What is being asked ::
Please name the Entity Framework version used with TPH in the forum post below.

Text block ::
:::
Logo Questions Linux Laravel Mysql Ubuntu Git Menu
 

Multiple CASE WHEN in Entity Framework with TPH and enumeration

I have a very strange behavior when using TPH on EF 6.1.3. Here is a basic example to reproduce :

public class BaseType
{
    public int Id { get; set; }
}
public class TypeA : BaseType
{
    public string PropA { get; set; }
}
public class TypeB : BaseType
{
    public decimal PropB { get; set; }
    public OneEnum PropEnum { get; set; }
}
public class TypeC : TypeB
{
    public int PropC { get; set; }
}

public enum OneEnum
{
    Foo,
    Bar
}

public partial class EnumTestContext : DbContext
{
    public EnumTestContext()
    {
        this.Database.Log = s => { Debug.WriteLine(s); };
    }
    public DbSet<BaseType> BaseTypes { get; set; }
}

class Program
{
    static void Main(string[] args)
    {
        Database.SetInitializer(new DropCreateDatabaseAlways<EnumTestContext>());
        using (var context = new EnumTestContext())
        {
            context.BaseTypes.Add(new TypeA() { Id = 1, PropA = "propA" });
            context.BaseTypes.Add(new TypeB() { Id = 2, PropB = 4.5M, /*PropEnum = OneEnum.Bar*/ });
            context.BaseTypes.Add(new TypeC() { Id = 3, PropB = 4.5M, /*PropEnum = OneEnum.Foo,*/ PropC = 123 });
            context.SaveChanges();

            var onetype = context.BaseTypes.Where(b => b.Id == 1).FirstOrDefault();

            Console.WriteLine("typeof {0} with {1}", onetype.GetType().Name, onetype.Id);
        }

        Console.WriteLine("Press any key to exit...");
        Console.ReadKey();
    }
}

This code works perfectly, but the generated query is extrememly weird and complex, especialy there are a lot of CASE WHEN

SELECT 
    [Limit1].[C1] AS [C1], 
    [Limit1].[Id] AS [Id], 
    [Limit1].[C2] AS [C2], 
    [Limit1].[C3] AS [C3], 
    [Limit1].[C4] AS [C4], 
    [Limit1].[C5] AS [C5]
    FROM ( SELECT TOP (1)
:::
Information given ::
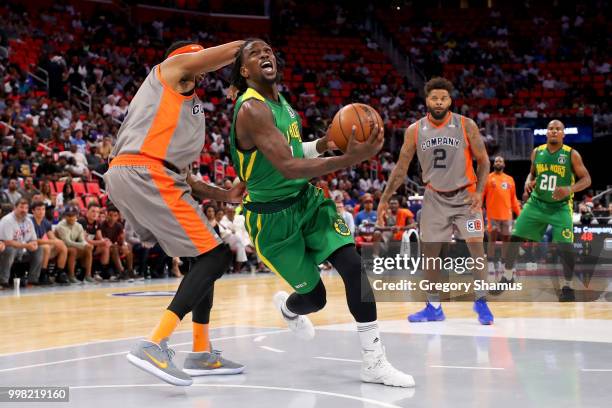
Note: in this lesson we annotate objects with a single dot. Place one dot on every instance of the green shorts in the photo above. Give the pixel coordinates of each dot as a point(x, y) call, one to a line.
point(537, 215)
point(293, 241)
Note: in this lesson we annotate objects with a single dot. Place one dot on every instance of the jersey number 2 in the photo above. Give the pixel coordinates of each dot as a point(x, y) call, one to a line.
point(548, 183)
point(439, 157)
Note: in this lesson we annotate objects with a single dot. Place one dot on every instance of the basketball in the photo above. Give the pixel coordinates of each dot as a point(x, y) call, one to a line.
point(362, 116)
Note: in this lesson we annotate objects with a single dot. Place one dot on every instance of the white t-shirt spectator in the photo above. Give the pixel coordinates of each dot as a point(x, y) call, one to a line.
point(13, 229)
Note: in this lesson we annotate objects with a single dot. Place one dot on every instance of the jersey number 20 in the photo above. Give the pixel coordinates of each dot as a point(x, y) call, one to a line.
point(548, 183)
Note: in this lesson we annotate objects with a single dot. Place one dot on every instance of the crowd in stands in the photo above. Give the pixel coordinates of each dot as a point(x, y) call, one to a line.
point(524, 60)
point(56, 142)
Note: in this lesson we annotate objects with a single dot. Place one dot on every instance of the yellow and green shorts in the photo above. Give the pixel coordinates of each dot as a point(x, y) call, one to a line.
point(294, 236)
point(537, 215)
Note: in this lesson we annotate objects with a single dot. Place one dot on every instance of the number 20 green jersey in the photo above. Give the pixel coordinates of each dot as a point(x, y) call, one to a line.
point(552, 170)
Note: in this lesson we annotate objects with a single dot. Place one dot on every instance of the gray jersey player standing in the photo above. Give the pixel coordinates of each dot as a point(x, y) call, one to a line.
point(445, 144)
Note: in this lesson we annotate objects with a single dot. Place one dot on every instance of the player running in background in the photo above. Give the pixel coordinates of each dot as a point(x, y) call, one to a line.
point(445, 143)
point(150, 183)
point(500, 201)
point(552, 184)
point(294, 227)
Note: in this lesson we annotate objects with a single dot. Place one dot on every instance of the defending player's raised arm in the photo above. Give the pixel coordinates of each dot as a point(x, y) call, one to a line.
point(399, 172)
point(479, 152)
point(195, 63)
point(255, 126)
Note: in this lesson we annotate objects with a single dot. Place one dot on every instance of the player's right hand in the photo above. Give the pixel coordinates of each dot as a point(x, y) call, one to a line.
point(381, 213)
point(361, 151)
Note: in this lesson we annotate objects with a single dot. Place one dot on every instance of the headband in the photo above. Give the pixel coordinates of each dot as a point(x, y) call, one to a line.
point(186, 49)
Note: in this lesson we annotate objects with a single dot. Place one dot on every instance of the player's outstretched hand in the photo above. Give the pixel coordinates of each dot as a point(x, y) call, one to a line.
point(328, 142)
point(381, 213)
point(361, 151)
point(234, 194)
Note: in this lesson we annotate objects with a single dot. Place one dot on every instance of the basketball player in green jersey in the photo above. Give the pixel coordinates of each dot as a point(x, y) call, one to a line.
point(552, 184)
point(293, 226)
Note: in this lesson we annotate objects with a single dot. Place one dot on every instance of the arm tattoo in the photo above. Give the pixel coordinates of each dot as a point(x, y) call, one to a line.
point(480, 152)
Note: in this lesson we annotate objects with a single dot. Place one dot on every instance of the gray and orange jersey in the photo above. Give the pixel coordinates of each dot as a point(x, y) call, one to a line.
:::
Output of the task ::
EF 6.1.3